----- Texto propuesto -----
Unos abuelos más que venerables
Los Chicos de la Playa reivindican su condición de viejas glorias demostrando un estado de forma asombroso para unos hombres septuagenarios
Inmersos en el latoso debate, no exento de morbo necrófilo, sobre si la reciente gira de los Rolling Stones será la última, tendemos a olvidarnos de que la longevidad musical no es patrimonio exclusivo de los autores de Tumbling dice. Ahí estaban esta noche los Beach Boys (53 años en activo) para recordárselo a los 1.500 asistentes a su concierto en el Botánico complutense, una demostración de amor propio que dejaría boquiabiertos a muchos veinteañeros insolentes. La vista nos mostraba a unos caballeros entrados en años, ligeramente encorvados, más bien cómicos en sus torpes pasitos de baile. Pero nuestros pabellones auditivos percibían unas armonías vocales, a cuatro y cinco voces, como ninguna de las excelencias de lo que ahora llaman americana podría emular.
-----
- Problema propuesto
Continúa la crónica del concierto de los Beach Boys en el Botánico complutense a partir de su última oración.
----- Registros dados -----
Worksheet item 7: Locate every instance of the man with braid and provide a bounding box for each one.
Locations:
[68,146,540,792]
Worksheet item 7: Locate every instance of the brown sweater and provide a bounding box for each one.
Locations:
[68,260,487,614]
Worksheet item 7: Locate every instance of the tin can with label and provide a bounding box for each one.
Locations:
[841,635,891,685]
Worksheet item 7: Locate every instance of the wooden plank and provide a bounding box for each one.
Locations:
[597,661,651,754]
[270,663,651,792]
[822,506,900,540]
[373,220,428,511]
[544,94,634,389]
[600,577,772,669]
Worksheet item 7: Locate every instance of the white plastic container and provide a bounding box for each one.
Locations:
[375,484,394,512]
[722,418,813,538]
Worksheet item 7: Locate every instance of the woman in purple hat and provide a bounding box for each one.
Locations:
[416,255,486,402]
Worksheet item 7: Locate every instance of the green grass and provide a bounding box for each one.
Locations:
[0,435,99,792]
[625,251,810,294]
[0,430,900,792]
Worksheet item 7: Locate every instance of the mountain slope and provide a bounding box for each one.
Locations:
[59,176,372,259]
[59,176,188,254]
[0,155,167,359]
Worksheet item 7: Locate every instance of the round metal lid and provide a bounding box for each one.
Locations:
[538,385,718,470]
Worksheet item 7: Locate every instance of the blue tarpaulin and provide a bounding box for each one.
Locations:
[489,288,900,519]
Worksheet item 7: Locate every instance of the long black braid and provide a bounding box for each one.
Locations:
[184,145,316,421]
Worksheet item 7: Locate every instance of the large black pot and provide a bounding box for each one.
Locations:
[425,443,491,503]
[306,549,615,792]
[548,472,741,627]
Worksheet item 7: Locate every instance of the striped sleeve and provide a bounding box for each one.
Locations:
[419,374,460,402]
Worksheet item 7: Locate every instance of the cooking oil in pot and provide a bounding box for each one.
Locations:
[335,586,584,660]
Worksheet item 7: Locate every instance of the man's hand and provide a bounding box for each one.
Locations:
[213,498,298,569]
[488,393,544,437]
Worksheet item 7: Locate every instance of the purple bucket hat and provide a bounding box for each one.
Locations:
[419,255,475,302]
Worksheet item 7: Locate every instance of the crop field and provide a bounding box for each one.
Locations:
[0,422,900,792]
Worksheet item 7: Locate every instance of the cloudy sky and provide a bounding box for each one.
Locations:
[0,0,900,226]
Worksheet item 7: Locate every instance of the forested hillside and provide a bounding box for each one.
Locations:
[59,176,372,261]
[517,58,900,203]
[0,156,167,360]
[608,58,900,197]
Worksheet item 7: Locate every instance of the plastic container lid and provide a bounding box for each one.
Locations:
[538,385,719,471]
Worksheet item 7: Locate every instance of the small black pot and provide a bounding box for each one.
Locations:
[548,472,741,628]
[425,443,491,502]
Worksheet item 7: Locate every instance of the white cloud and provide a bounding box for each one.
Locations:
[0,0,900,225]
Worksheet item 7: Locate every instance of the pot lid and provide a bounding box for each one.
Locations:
-----
- Resultado
Fueron 40 canciones, cuatro decenas, a lo largo de una fiesta extrañamente nostálgica. Extraña porque a no pocos espectadores les vendrían a la memoria sus años mozos, pero otros que aún no han sufrido la devastación biológica descubrirían, pasmados, que Darlin’ data de 1967 y ni Jeff Tweedy o Gary Louris podrían cambiarle una nota. O que California girls, dos años más veterana, incluía ya esas progresiones armónicas tan asombrosas que a Lennon y McCartney no les quedó más remedio que ponerse las pilas y contraatacar con un tal Sargento Pimienta. Tal vez la historia les resulte familiar.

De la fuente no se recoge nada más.